* **Exercise**
Locate every line in the rows below that contains the string "instances", and copy each of those lines in full.

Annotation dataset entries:

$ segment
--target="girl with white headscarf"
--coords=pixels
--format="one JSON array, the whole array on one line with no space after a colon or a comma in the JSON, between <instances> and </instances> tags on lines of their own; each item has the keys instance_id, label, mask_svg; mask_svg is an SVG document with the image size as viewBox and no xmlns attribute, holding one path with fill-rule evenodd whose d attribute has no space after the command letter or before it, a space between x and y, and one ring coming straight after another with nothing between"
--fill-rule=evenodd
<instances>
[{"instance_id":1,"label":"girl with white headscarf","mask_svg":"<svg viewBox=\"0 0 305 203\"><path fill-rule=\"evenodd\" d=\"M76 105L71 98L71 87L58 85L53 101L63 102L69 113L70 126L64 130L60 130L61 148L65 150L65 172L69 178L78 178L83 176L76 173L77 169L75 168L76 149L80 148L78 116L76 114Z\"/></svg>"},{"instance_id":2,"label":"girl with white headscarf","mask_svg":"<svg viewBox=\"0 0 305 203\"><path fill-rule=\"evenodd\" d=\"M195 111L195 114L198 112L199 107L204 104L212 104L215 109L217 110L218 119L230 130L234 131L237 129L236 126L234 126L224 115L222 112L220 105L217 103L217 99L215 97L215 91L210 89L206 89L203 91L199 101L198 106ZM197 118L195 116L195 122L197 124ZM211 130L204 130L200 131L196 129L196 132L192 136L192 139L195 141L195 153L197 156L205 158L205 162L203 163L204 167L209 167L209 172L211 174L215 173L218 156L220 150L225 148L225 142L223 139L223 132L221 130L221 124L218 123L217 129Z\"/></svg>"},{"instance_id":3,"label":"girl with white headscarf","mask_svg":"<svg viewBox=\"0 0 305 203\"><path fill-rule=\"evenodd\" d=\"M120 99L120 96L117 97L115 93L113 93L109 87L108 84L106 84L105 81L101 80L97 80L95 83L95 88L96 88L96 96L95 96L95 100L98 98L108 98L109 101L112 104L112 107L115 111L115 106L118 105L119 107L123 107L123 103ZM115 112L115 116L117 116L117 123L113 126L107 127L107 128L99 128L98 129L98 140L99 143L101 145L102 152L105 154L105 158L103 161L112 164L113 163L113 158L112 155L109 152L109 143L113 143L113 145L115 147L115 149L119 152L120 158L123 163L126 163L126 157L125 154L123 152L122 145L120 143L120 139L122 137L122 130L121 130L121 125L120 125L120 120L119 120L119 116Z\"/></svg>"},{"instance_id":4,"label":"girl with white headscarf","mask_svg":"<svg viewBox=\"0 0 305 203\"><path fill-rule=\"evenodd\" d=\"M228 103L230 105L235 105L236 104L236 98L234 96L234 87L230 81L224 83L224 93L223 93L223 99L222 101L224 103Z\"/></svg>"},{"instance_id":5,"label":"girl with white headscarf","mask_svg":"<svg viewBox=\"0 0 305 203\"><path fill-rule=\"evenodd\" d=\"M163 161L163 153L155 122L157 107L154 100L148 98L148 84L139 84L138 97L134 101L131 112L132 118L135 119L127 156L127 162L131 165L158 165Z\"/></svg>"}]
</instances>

* **Full solution**
--format="one JSON array, the whole array on one line with no space after a colon or a comma in the JSON, between <instances> and </instances> tags on lines of their own; each item has the keys instance_id, label, mask_svg; mask_svg is an SVG document with the image size as viewBox and no xmlns attribute, holding one path with fill-rule evenodd whose d attribute has no space after the command letter or before it, a space between x and y, and one ring coming straight after another with nothing between"
<instances>
</instances>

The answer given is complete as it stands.